## start EXCERPT TO READ

I think a three-element ring buffer is all we need: no more copies of the screen buffer. The code outputs the following result (I slowed down the video a bit to make it clearer):

Let's add the horizontal one to it:

    // rendering body
        {
            // box blur: first horizontal motion blur then vertical motion blur
here ->      for (int j = 0; j<HEIGHT; j++)
                line_blur(j*WIDTH, 1, WIDTH);
            for (int i = 0; i<WIDTH; i++)
                line_blur(i, WIDTH, HEIGHT);

            fire[rand()%(WIDTH*HEIGHT)] = 255;
        }
        [...]
  }

The heat from a single pixel quickly spreads over a larger area, so it becomes nearly invisible in my palette. On the first iteration, the white pixel is surrounded by eight black pixels; on the second, all nine pixels have a value of 255/9 = 28, and so on:

iteration 1     iteration 2      iteration 3
              0  0  0  0 0    3  6  9  6 3
 0  0  0      0 28 28 28 0    6 12 18 12 6
 0 255 0      0 28 28 28 0    9 18 28 18 9
 0  0  0      0 28 28 28 0    6 12 18 12 6
              0  0  0  0 0    3  6  9  6 3

Here, I scattered sparks all over the screen, but in reality, the heat is coming directly from the fire. Let's fix the code a bit to allow fire pixels to be generated only on the bottom line:

        // rendering body
        {
            // box blur: first horizontal motion blur then vertical motion blur
            for (int j = 0; j<HEIGHT; j++)

## end EXCERPT TO READ
## start DATA RECORDS

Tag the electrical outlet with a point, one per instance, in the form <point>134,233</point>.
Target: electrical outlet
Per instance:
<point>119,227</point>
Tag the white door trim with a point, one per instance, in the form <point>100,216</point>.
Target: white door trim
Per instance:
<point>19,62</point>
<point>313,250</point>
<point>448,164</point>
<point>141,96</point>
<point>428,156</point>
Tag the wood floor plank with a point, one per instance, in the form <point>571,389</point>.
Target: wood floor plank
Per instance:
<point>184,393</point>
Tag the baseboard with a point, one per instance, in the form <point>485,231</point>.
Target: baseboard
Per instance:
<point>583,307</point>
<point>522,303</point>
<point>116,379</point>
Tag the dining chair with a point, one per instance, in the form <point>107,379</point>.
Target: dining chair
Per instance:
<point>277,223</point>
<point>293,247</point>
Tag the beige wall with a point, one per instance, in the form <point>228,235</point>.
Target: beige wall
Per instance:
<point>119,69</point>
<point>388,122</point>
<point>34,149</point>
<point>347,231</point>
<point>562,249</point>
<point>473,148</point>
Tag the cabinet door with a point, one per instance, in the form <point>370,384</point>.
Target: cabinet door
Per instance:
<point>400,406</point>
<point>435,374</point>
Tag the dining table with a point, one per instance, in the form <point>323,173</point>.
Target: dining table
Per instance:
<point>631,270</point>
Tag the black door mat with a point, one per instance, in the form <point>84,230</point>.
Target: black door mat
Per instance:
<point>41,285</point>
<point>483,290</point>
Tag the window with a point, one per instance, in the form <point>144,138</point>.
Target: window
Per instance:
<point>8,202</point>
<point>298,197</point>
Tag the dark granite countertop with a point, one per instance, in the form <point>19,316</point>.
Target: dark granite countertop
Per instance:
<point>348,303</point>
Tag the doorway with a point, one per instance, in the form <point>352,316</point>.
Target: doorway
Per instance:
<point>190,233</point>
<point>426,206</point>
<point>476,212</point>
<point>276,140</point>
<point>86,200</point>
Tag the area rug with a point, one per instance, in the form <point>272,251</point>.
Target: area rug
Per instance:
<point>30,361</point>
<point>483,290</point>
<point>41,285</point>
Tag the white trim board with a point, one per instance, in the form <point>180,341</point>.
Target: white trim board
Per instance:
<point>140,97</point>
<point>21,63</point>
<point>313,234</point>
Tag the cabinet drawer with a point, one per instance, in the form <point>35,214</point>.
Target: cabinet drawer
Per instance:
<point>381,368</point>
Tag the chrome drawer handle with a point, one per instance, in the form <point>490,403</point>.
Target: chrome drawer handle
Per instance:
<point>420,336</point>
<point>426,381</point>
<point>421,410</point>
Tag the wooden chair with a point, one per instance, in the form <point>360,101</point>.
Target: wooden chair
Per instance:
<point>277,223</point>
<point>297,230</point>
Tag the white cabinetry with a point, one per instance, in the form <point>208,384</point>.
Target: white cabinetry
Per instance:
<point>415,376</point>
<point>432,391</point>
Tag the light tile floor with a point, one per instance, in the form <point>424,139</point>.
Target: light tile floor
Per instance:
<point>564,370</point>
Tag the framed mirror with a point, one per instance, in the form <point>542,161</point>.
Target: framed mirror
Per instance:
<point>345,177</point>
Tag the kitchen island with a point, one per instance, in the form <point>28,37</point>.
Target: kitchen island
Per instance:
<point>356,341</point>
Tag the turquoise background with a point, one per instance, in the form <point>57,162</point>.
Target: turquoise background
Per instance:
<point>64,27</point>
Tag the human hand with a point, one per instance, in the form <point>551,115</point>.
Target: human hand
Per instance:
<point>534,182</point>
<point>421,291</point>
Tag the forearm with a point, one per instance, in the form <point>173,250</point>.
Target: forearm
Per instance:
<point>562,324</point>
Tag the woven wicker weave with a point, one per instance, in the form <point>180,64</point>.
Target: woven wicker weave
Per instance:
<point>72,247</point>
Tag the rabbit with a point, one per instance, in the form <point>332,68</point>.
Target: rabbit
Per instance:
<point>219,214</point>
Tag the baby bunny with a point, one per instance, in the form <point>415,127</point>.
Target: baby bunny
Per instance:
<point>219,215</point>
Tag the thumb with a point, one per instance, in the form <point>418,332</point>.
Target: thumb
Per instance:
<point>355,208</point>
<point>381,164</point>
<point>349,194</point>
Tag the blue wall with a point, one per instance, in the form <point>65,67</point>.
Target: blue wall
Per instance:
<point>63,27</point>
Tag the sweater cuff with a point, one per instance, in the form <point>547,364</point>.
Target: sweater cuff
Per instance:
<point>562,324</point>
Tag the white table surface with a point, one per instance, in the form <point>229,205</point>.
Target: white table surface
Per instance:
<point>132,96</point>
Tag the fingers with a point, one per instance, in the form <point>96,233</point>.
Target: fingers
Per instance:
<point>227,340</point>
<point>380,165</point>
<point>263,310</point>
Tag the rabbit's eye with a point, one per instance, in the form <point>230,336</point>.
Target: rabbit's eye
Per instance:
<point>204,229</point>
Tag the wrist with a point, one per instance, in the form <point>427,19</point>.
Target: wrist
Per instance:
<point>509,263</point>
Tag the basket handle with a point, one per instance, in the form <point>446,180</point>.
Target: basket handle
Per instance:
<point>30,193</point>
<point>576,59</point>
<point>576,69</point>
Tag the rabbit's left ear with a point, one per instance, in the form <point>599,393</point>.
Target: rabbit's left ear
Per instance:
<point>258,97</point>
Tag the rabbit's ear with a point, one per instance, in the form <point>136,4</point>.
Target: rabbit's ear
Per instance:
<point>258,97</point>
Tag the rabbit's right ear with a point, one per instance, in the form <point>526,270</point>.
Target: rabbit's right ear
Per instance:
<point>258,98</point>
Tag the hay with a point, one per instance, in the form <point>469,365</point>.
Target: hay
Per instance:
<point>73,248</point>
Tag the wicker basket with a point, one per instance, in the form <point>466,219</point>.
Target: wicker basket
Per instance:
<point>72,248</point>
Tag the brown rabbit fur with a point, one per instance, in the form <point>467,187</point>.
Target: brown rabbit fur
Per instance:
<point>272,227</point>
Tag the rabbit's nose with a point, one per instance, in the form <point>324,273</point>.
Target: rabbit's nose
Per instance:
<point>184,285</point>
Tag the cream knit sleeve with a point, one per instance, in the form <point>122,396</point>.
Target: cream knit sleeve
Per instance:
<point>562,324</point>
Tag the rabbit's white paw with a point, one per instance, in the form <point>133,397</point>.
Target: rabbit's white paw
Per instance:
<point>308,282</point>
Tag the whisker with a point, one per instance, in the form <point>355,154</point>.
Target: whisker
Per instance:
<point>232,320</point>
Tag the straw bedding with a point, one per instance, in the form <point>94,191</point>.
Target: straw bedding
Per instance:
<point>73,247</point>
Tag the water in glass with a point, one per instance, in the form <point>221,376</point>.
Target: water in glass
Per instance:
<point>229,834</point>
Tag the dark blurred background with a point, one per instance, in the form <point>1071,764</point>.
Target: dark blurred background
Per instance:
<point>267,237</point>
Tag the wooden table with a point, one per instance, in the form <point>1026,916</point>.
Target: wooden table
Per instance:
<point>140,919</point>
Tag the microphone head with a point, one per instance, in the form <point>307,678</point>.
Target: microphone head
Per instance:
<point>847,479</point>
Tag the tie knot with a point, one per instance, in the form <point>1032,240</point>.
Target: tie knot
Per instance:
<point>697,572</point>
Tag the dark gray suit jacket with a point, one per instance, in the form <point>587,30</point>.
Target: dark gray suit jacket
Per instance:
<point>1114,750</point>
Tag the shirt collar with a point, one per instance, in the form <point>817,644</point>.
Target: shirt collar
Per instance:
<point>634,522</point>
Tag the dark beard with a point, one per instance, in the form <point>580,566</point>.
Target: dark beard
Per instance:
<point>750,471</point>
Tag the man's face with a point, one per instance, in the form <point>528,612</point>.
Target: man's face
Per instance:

## end DATA RECORDS

WHAT IS ASKED
For each statement, say yes or no to whether the excerpt about blurring a fire effect agrees with it, and quote the words that decide it. (a) The code blurs vertically before it blurs horizontally. (b) On the second iteration, all nine pixels have a value of 28. (c) The fix lets fire pixels be generated only on the bottom line.

EXERCISE ANSWER
(a) No: "first horizontal motion blur then vertical motion blur"
(b) Yes: "on the second, all nine pixels have a value of 255/9 = 28"
(c) Yes: "allow fire pixels to be generated only on the bottom line"